**Stated problem**
Output the material below in its entirety, exactly as given.
-------
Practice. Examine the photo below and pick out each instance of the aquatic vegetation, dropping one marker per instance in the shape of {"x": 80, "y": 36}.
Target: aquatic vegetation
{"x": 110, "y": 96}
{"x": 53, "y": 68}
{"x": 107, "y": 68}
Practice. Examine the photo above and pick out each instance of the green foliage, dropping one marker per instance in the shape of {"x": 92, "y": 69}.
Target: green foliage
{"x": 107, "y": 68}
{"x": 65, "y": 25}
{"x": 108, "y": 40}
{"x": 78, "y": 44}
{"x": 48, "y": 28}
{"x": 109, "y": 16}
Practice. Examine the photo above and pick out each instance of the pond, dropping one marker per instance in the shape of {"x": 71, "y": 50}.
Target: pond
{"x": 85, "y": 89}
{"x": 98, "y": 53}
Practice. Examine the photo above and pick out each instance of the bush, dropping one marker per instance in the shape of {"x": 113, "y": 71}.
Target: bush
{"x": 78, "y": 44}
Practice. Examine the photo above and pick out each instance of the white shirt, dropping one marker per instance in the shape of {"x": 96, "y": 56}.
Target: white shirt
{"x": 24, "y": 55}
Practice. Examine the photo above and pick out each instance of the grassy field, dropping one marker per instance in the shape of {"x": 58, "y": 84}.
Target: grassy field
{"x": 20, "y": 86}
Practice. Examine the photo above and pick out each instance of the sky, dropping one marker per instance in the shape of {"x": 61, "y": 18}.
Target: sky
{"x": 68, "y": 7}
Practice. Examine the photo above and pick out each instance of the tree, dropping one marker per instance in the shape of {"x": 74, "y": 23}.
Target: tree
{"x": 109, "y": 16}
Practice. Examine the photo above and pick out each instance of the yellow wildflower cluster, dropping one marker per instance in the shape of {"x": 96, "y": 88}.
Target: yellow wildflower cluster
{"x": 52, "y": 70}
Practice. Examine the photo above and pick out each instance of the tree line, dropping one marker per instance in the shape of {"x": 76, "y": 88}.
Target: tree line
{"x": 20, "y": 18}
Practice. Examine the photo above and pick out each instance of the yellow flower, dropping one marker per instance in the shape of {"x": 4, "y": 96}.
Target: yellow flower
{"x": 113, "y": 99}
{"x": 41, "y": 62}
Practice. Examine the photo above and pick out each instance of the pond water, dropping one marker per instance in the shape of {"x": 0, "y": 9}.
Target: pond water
-------
**Answer for this exercise**
Practice. Examine the photo below and pick out each instance of the aquatic vegetation, dropping one marker per instance in the shape of {"x": 80, "y": 36}.
Target: aquatic vegetation
{"x": 110, "y": 96}
{"x": 53, "y": 68}
{"x": 107, "y": 68}
Practice. Examine the photo above and pick out each instance of the green foliage, dropping one marker per instance in the shape of {"x": 92, "y": 69}.
Target: green foliage
{"x": 107, "y": 68}
{"x": 65, "y": 25}
{"x": 108, "y": 40}
{"x": 78, "y": 44}
{"x": 48, "y": 28}
{"x": 109, "y": 16}
Practice. Examine the photo above and pick out each instance of the pond, dropping one marker per instance in the shape of {"x": 71, "y": 50}.
Target: pond
{"x": 85, "y": 89}
{"x": 98, "y": 53}
Practice. Examine the photo above and pick out each instance of the bush, dropping one marker per instance in the shape of {"x": 113, "y": 71}.
Target: bush
{"x": 78, "y": 44}
Practice. Examine the photo above and pick out each instance of the white shirt, dropping one marker per instance in the shape of {"x": 96, "y": 56}.
Target: white shirt
{"x": 24, "y": 55}
Practice. Examine the photo above and pick out each instance of the grassy field, dropping one marker per instance in the shape of {"x": 58, "y": 84}.
Target: grassy field
{"x": 20, "y": 86}
Practice. Examine the photo above and pick out each instance of the sky, dropping one marker per instance in the shape of {"x": 61, "y": 18}.
Target: sky
{"x": 68, "y": 7}
Practice. Examine the photo above and pick out each instance of the tree, dropping one marker per instance in the shape of {"x": 74, "y": 23}.
Target: tree
{"x": 109, "y": 16}
Practice. Examine the photo above and pick out each instance of the yellow wildflower cluster, dropping one marker per instance in the shape of {"x": 96, "y": 88}.
Target: yellow wildflower cluster
{"x": 52, "y": 70}
Practice. Examine the photo above and pick out each instance of the tree line, dropping one marker per instance in the shape of {"x": 76, "y": 88}.
Target: tree line
{"x": 20, "y": 18}
Practice. Examine the photo above and pick out each instance of the yellow flower, dropping one marker per instance in the shape of {"x": 4, "y": 96}.
Target: yellow flower
{"x": 113, "y": 99}
{"x": 41, "y": 62}
Practice. Examine the photo above and pick out each instance of the pond water, dropping one marker per instance in the shape of {"x": 0, "y": 9}.
Target: pond water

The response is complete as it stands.